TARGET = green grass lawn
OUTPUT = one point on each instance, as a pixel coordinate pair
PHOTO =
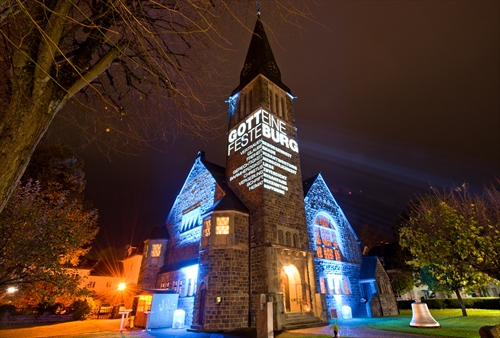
(453, 324)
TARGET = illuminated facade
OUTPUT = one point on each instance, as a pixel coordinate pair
(254, 227)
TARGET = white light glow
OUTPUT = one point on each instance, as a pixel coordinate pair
(179, 318)
(346, 312)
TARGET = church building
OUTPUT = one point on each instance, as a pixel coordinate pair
(256, 228)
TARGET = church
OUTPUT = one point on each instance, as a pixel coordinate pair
(256, 228)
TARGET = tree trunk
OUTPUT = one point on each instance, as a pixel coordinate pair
(21, 128)
(462, 306)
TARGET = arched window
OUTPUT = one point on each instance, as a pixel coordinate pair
(325, 234)
(280, 237)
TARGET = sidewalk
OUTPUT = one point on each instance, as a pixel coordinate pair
(357, 332)
(109, 328)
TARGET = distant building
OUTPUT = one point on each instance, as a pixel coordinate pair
(102, 278)
(255, 228)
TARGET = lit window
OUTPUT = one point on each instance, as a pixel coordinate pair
(206, 228)
(326, 237)
(328, 253)
(191, 219)
(319, 251)
(339, 285)
(322, 285)
(347, 286)
(222, 227)
(155, 250)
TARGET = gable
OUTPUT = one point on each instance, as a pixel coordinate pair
(183, 223)
(327, 223)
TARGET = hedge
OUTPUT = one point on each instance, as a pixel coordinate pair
(486, 303)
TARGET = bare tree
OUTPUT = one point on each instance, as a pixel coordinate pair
(115, 58)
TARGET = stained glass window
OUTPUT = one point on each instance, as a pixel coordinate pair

- [WHAT IS NEEDED]: Copy out, word for word, the stretch of the records above from the line containing "TARGET = church building" through the end of the records, both ends included.

- [SOLUTION TO THIS TASK]:
TARGET = church building
OUTPUT = one point on each instance, as a pixel coordinate pair
(256, 228)
TARGET = church
OUTPUT = one point on each instance, as a pixel coordinate pair
(256, 228)
TARGET = tree trunk
OUTPUT = one point on each instance, as a pixel coordinate pair
(21, 128)
(462, 306)
TARGET = arched window
OUTPUT = one point on each instance, as a pixel coordinate pair
(325, 234)
(280, 237)
TARGET = sidewalk
OUTPUT = one point on each instance, as a pixel coordinate pair
(357, 332)
(109, 328)
TARGET = distant building
OUTPUT = one point on each instance, as a pixel coordinate pair
(102, 278)
(255, 228)
TARGET = lit window
OUTPUT = one point on each instance, as a pixel coordinate pair
(206, 228)
(326, 237)
(328, 253)
(191, 219)
(319, 251)
(339, 285)
(322, 285)
(347, 286)
(222, 227)
(155, 250)
TARGET = gable
OUTPUT = one point on each instance, as a pixel coordinate pair
(183, 223)
(327, 223)
TARGET = hedge
OUTPUT = one point on each instance, as a pixel coordinate pair
(486, 303)
TARGET = bare tree
OUTPUT = one point on each instance, as a pixel coordinate pair
(115, 58)
TARGET = stained glass window
OUTPUT = one point on each instance, as a pixel coordinate pair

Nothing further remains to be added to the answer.